Exercise materials
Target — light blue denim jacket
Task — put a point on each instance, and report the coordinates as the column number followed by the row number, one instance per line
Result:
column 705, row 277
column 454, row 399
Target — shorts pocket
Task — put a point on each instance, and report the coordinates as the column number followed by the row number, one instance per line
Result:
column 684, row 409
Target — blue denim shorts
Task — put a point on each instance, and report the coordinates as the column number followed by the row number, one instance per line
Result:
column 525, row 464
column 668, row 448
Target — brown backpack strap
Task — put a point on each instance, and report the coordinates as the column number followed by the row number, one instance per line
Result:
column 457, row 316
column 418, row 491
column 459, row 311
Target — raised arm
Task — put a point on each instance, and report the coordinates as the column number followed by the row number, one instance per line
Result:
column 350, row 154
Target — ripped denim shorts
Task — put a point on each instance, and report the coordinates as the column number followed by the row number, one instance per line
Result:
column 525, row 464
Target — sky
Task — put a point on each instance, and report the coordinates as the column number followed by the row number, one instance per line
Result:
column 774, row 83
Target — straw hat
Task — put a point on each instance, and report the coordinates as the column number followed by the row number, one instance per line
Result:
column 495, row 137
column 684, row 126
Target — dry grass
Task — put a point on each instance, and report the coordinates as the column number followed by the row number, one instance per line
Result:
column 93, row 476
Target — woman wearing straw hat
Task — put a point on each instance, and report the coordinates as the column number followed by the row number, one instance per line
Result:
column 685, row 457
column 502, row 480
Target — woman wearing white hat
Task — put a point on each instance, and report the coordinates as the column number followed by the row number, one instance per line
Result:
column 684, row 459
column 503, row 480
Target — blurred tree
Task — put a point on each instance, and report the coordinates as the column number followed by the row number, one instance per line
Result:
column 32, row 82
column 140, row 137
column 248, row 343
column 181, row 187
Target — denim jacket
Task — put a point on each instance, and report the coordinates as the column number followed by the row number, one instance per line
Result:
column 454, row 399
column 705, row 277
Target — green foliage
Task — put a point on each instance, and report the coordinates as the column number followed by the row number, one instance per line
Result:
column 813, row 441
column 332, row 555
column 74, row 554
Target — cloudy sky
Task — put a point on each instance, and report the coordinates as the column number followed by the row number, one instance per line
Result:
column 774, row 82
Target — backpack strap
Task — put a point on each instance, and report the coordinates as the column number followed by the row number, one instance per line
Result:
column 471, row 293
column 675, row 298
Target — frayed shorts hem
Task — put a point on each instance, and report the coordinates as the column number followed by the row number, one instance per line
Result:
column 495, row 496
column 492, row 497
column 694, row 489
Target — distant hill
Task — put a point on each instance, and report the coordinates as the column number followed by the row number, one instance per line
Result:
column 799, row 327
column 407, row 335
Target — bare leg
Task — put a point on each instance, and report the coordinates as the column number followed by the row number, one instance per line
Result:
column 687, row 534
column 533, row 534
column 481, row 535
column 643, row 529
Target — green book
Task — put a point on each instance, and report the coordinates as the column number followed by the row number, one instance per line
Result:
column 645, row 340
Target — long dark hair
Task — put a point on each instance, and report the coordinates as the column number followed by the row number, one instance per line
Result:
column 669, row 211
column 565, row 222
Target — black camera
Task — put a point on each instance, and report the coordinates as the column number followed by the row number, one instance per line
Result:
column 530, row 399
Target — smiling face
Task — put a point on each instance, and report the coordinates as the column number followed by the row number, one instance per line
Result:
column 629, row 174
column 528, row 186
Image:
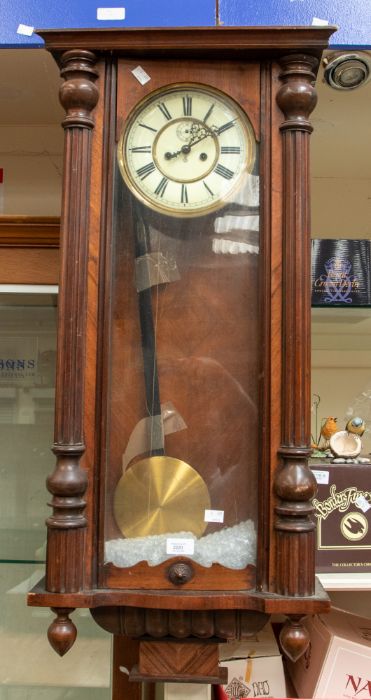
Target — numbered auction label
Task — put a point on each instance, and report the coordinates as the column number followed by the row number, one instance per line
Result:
column 321, row 476
column 214, row 516
column 176, row 545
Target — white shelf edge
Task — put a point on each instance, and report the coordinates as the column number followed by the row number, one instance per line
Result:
column 346, row 581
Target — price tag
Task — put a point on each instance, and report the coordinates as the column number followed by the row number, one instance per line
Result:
column 25, row 29
column 176, row 545
column 363, row 504
column 320, row 476
column 109, row 13
column 214, row 516
column 141, row 75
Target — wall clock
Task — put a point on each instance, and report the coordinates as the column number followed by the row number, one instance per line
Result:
column 181, row 495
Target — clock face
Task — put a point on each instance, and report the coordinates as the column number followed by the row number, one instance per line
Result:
column 186, row 150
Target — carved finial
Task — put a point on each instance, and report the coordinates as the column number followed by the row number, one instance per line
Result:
column 294, row 638
column 297, row 97
column 79, row 94
column 62, row 631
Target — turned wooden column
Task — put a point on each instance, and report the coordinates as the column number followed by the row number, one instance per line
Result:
column 68, row 483
column 294, row 484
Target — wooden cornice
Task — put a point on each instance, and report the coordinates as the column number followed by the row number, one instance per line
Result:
column 191, row 41
column 29, row 231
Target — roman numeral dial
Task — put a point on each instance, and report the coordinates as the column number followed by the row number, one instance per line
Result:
column 186, row 150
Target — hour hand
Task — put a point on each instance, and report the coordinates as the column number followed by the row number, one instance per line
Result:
column 184, row 149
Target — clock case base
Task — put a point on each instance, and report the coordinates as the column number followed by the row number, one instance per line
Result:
column 285, row 581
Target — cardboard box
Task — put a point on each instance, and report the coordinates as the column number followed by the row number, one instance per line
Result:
column 343, row 514
column 338, row 661
column 187, row 691
column 255, row 667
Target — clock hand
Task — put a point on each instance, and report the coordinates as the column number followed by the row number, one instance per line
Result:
column 186, row 148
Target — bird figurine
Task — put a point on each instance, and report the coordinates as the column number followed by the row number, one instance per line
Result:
column 328, row 429
column 356, row 425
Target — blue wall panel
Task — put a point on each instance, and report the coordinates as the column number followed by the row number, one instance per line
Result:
column 353, row 17
column 49, row 14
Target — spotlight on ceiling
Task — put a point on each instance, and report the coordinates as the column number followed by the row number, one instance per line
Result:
column 346, row 72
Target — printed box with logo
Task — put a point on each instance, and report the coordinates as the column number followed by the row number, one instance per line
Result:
column 337, row 663
column 341, row 272
column 255, row 668
column 343, row 514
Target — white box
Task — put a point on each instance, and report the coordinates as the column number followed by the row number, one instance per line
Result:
column 338, row 661
column 255, row 668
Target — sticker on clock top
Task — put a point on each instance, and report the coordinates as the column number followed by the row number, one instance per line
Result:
column 140, row 74
column 177, row 545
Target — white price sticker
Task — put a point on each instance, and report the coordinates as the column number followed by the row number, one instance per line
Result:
column 320, row 476
column 107, row 13
column 214, row 516
column 141, row 75
column 176, row 545
column 363, row 504
column 318, row 22
column 25, row 29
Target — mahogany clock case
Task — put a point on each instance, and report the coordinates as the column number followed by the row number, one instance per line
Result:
column 246, row 409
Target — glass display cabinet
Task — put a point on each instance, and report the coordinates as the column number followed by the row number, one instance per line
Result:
column 28, row 316
column 182, row 495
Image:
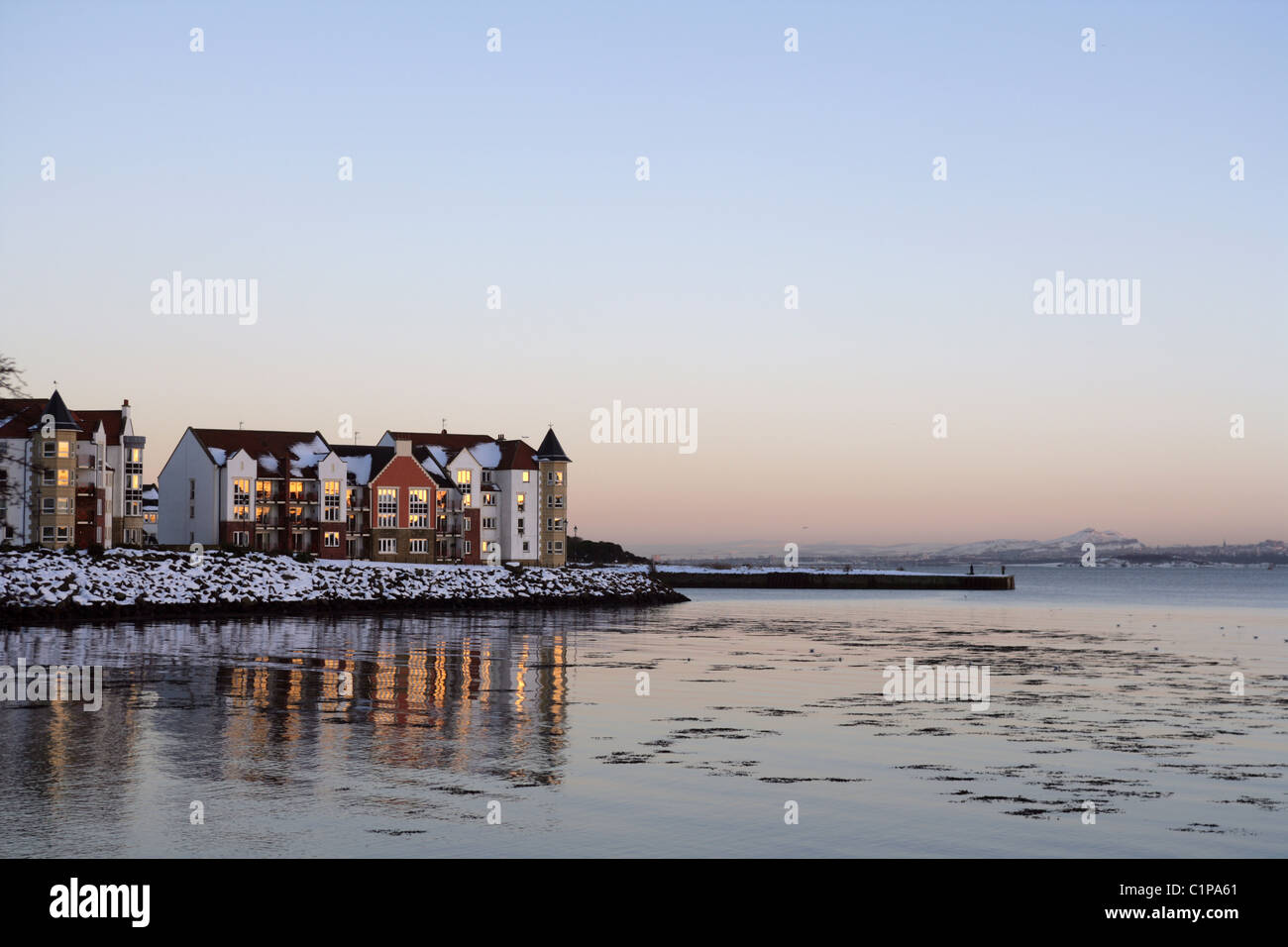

The problem
Copy all the rows above, swapping "put a point" for "place a dot" everywhere and keeping everything else the same. Leave out the pictures.

The output
Target — light blue denim jacket
Task — place a dot on each instance, and report the coordinates as the column number followed by the row number, one instance per line
Result:
column 705, row 277
column 454, row 399
Target — shorts pocket
Task — place a dot on each instance, and report the coordinates as the column number followed by the row number, one instance per line
Result:
column 684, row 409
Target — blue denim shorts
Task — place a dot on each instance, and report the coordinates as the column number followed by the row number, one instance per line
Result:
column 525, row 464
column 668, row 448
Target — brown backpack strap
Task — place a dot on each instance, and report the coordinates as the column number followed by the row number, one instance per line
Result:
column 457, row 316
column 418, row 491
column 459, row 311
Target — raised arm
Task — place a dot on each instance, and report the coordinates as the column number followed by the row number, one instance per line
Result:
column 350, row 154
Target — ripped denim shorts
Task — place a dot on each instance, and report the coordinates as the column number followed by the row number, one instance per line
Result:
column 525, row 464
Target — sky
Task — place a dot on each instance, and report the coordinates as the column number followed by the row number, one instance per line
Result:
column 774, row 83
Target — straw hat
Task — place a dot on each instance, and report the coordinates as the column number followed by the row number, one instance per line
Result:
column 495, row 137
column 684, row 126
Target — dry grass
Task — place a dot on each instance, and report the coordinates as the column number followed by the row number, one instance per line
Result:
column 93, row 476
Target — woman wearing straw hat
Task — place a dot on each instance, and report the coordinates as the column number followed by the row number, one instance per line
Result:
column 685, row 457
column 502, row 480
Target — woman wearing white hat
Task — place a dot on each instance, and report the coordinates as the column number followed by the row number, one instance per line
Result:
column 684, row 459
column 503, row 480
Target — blurred tree
Task — place a dot on each instance, and report the coordinates as the column number followed by the row number, one instance per line
Result:
column 32, row 82
column 140, row 137
column 248, row 343
column 181, row 187
Target — denim jacket
Task — place a dot on each instance, and report the coordinates as the column number followed by the row number, one instance per line
Result:
column 454, row 399
column 705, row 277
Target — green foliage
Task — place a dot on each instance, and report the coordinates as the column number followed by the row number, one instance per line
Result:
column 813, row 441
column 332, row 555
column 74, row 554
Target — cloudy sky
Task — place a dot on each instance, and report the coordinates as the column number followed by the row number, one instance per line
Result:
column 774, row 82
Target — backpack strap
Task — place a dot on each instance, and report the coordinates as the column number followed by the row number, one instance per line
Result:
column 471, row 293
column 675, row 298
Target — frayed shorts hem
Task — place a dot on each instance, and report the coordinates as the column number followed by the row number, one instance per line
Result:
column 495, row 496
column 492, row 497
column 694, row 489
Target — distant hill
Task — place a dot on each instance, and report the coordinates as the column number followed by the row number, one instance per line
Result:
column 799, row 327
column 407, row 335
Target — bare leg
Task — place a dot on each instance, and report the coordinates as the column number followed by the row number, one instance per line
Result:
column 687, row 534
column 533, row 534
column 481, row 535
column 643, row 529
Target — green book
Task — place a dot on each instance, and report the coordinates as the column number followed by the row number, one instance per line
Result:
column 645, row 340
Target — long dark hair
Task — place a dot on each instance, and report the coordinates as the column number followed by the row number, one instance per line
Result:
column 669, row 211
column 565, row 222
Target — black camera
Task — place a dot on each instance, and report the coordinates as the column number followed by the row number, one instance per line
Result:
column 530, row 399
Target — smiling face
Task — place a dot on each instance, and report the coordinates as the column number followed by the row number, one instance per line
Result:
column 629, row 174
column 528, row 186
Image:
Target — numbered auction label
Task — place a dot on each instance, and report the coordinates as the column number followed by the row number, one instance per line
Result:
column 321, row 476
column 214, row 516
column 176, row 545
Target — white shelf edge
Task — place a dot on each instance, and report the coordinates as the column number followed by the row number, one instance per line
Result:
column 346, row 581
Target — price tag
Task — place a dot on each instance, and report the coordinates as the column number followed by the row number, one instance per line
Result:
column 25, row 29
column 176, row 545
column 363, row 504
column 320, row 476
column 109, row 13
column 214, row 516
column 141, row 75
Target — wall clock
Task — place a dot on each instance, and report the coordinates as the column number followed by the row number, one instance per line
Result:
column 181, row 495
Target — clock face
Task — place a dot on each instance, and report the coordinates as the column number followed by the row number, one instance per line
Result:
column 186, row 150
Target — carved finial
Task — place a dot on each instance, and report the coordinates as the column number followed by the row number, one instance per line
Result:
column 294, row 638
column 297, row 97
column 79, row 94
column 62, row 631
Target — turned wooden column
Task — place a dot on each instance, and report the coordinates as the column number followed by the row number, one instance per line
Result:
column 68, row 483
column 294, row 484
Target — wooden cornice
Task — place a dot on each instance, and report the coordinates as the column number followed by the row number, one instance per line
Result:
column 191, row 41
column 29, row 231
Target — roman numeral dial
Task — place a dot on each instance, and report the coordinates as the column number followed by the row number, one instance per line
Result:
column 186, row 150
Target — hour hand
Task — place a dot on each instance, and report the coordinates as the column number followed by the row number, one instance per line
Result:
column 184, row 149
Target — clock case base
Task — place a dot on each instance, and report the coordinates as the column number followed by the row number, one instance per line
Result:
column 285, row 581
Target — cardboard box
Task — place a dot on each instance, and report the coordinates as the column number followed by the row number, one instance per line
Result:
column 343, row 514
column 338, row 661
column 187, row 691
column 255, row 667
Target — clock hand
Task — place a dot on each instance, and report the coordinates as the column number followed by the row number, one instance per line
Result:
column 186, row 148
Target — bird figurine
Task — place a dot on each instance, and report the coordinates as the column number followed by the row number, one instance per line
Result:
column 328, row 429
column 356, row 425
Target — blue wall panel
Task — place a dot on each instance, and report the coordinates as the column number followed by the row number, one instance per line
Result:
column 353, row 17
column 49, row 14
Target — spotlight on ceiling
Task — place a dot on each instance, and report the coordinates as the column number followed by the row number, one instance per line
Result:
column 346, row 72
Target — printed box with logo
Task — place a dot on each instance, and report the coordinates as the column number followed by the row number, one instance per line
Result:
column 337, row 663
column 341, row 272
column 255, row 668
column 343, row 514
Target — white box
Task — place a dot on each instance, and report the coordinates as the column number followed by the row number, one instance per line
Result:
column 338, row 661
column 255, row 668
Target — sticker on clock top
Task — place a dot on each instance, and report the coordinates as the column number followed by the row number, one instance per line
Result:
column 140, row 74
column 177, row 545
Target — white price sticker
Task — place a dot on each instance, and report the coordinates as the column number followed by the row number, one instance per line
Result:
column 320, row 476
column 107, row 13
column 214, row 516
column 141, row 75
column 176, row 545
column 363, row 504
column 318, row 22
column 25, row 29
Target — mahogany clock case
Task — place a dot on each instance, and report the coordinates as the column number followed by the row number, one instance per line
Result:
column 246, row 409
Target — glass display cabinet
Task — place a dot on each instance, and report the coordinates as the column number followed by the row number, one instance per line
Result:
column 28, row 316
column 182, row 495
Image:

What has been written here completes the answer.